Document extract |
******

In a lengthy Instagram post on Tuesday, the Canadian born model put Evening Standard Magazine on blast after the publication referred to her as a ‘Canadian vitiligo sufferer’ in an article.

“I’m not a ‘vitiligo Sufferer’. I’m not a ‘vitiligo model’. I am Winnie. I am a model. And I happen to have vitiligo. Stop putting these titles on me or anyone else,” she wrote.

Harlow also warned other tabloids that she was sick of her condition being portrayed as a setback or a disability.

“I’m sick of every headline ending in ‘vitiligo sufferer’ or “Suffers from vitiligo”. Do you see me suffering? The only thing I’m suffering from are your headlines and the closed minds of humans who have one beauty standard locked into their minds when there are multiple standards of beauty! The beach was damn fine that day, nothing to suffer about,” she snapped.

The fashion model gained prominence after appearing on the 21st season of America’s Next Top Model. She was diagnosed with the condition when she was four years old, which according to the Mayo Clinic, is a disease that causes the loss of skin colour in patches. 

According to Black Doctor.org , it is not the first time that the fashion model has had to deal with people misunderstanding her condition. The publication reported that she was bullied at school for how she looked when she was younger.

“The bullying was so bad that I was forced to drop out and be home schooled,” she reportedly said.

“I’ve learned to love who I am despite what anyone would say about or to me. This gave me the courage to really stand up to anyone or any obstacle in my life.”

******

Data segment |
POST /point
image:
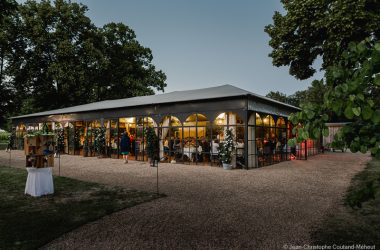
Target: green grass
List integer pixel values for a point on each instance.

******

Actions to take |
**a)** In the article about Winnie Harlow and vitiligo, how old was she when she was diagnosed with the condition?
**b)** From the article about Winnie Harlow and vitiligo, return the passage that opens with the words containing "The fashion model gained" and closes with "colour in patches.", copied character for character.

Results for the exercise |
**a)** She was four years old.

**b)**
The fashion model gained prominence after appearing on the 21st season of America’s Next Top Model. She was diagnosed with the condition when she was four years old, which according to the Mayo Clinic, is a disease that causes the loss of skin colour in patches.